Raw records

---*---

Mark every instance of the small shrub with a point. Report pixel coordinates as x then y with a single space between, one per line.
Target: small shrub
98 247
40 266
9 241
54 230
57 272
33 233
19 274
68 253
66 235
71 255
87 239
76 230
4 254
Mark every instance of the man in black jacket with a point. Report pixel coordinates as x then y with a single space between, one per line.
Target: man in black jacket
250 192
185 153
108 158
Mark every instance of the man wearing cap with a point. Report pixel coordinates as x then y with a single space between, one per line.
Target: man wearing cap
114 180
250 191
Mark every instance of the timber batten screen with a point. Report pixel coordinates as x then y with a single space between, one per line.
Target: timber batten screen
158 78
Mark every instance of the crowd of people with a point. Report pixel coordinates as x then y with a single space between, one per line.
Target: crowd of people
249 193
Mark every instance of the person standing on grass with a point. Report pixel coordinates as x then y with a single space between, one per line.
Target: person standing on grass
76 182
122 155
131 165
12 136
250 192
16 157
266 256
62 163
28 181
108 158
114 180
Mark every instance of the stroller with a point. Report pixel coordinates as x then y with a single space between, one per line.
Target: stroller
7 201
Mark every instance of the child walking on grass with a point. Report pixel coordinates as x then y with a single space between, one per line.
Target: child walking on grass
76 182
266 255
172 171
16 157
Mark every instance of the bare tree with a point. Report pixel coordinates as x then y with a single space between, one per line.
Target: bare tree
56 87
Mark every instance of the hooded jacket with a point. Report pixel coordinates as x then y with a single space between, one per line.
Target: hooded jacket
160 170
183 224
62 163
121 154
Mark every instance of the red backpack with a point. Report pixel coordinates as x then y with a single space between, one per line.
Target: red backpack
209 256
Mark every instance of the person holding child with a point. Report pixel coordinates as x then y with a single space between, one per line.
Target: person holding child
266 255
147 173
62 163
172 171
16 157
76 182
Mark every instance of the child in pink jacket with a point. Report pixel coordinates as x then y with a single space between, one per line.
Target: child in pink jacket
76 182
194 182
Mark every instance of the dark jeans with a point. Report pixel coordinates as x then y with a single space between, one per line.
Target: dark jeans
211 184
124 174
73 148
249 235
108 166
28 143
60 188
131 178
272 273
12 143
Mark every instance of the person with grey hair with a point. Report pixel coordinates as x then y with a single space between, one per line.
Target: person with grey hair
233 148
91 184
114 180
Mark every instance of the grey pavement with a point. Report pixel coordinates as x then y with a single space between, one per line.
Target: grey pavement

---*---

The exercise
Retype all of the material above line for line, changing nothing.

Reply to the exercise
Mark every instance of the small shrub with a point. Report pixel coordinates as x then y with a single space between, one per line.
Target: small shrub
98 247
40 266
9 241
54 230
57 272
33 233
19 274
68 253
66 235
71 255
87 239
76 230
4 254
Mark every instance of the man in black jacket with a point. Report pixel coordinates as x then y with a single space between, one per line.
Target: man in black jacket
250 192
185 153
108 158
Mark every instance of the man wearing cap with a point. Report pixel coordinates as x then y with a single space between, one per line.
Target: man wearing cap
114 180
250 191
Mark every instance of the timber batten screen with a point. Report pixel coordinates as x then y with a single space between, one per line.
Target: timber batten screen
158 78
Mark every instance of the crowd of people with a point. Report pixel coordinates as x then y with a single space between, one per line.
Target: crowd of people
249 193
Mark every instance of the person standing on grass with a point. Report pixel coordinates as x then y with a single space between, one per line.
Target: person standing on grass
76 182
122 155
131 165
12 136
250 192
16 157
266 256
62 163
28 181
108 158
114 180
Mark every instance of the stroller with a point. Report pixel coordinates as x then y with a single space between, one per line.
Target: stroller
7 201
Mark every instance of the child walking on grass with a point. Report pixel coordinates as x then y with a single space between, one per line.
Target: child walking on grass
76 182
266 255
172 171
16 157
Mark every instance of the bare tree with a point. Report pixel coordinates as x then y with a single space between, one per line.
Target: bare tree
56 87
Mark every instance of the hooded jacket with a point. Report pixel coordinates as x then y with a single space between, one per line.
Target: hooded jacket
160 170
183 224
62 163
121 154
Mark every instance of the red backpack with a point. Report pixel coordinates as x then y with a single space between, one per line.
Target: red backpack
209 256
Mark every instance of the person holding child with a point. Report pixel coordinates as x then y with a single space between, one per line.
Target: person holding child
266 255
147 173
62 163
172 171
16 157
76 182
Mark every instance of the child in pink jacket with a point. Report pixel coordinates as x then y with a single space between, one per line.
Target: child in pink jacket
76 182
194 182
Mark every instance of the dark jeans with a point. Report pixel coordinates as x then y with a single space between, one per line.
Target: dark jeans
211 184
124 174
73 148
249 235
108 166
28 143
60 188
131 178
272 273
12 143
Mark every instance of the person with grey hair with a point. Report pixel coordinates as x then y with a single space between, one per line.
Target: person with grey hair
233 148
91 184
114 180
Mark every instance of the grey pavement with a point. Report pixel coordinates as x then y with a single space between, one per line.
Target: grey pavement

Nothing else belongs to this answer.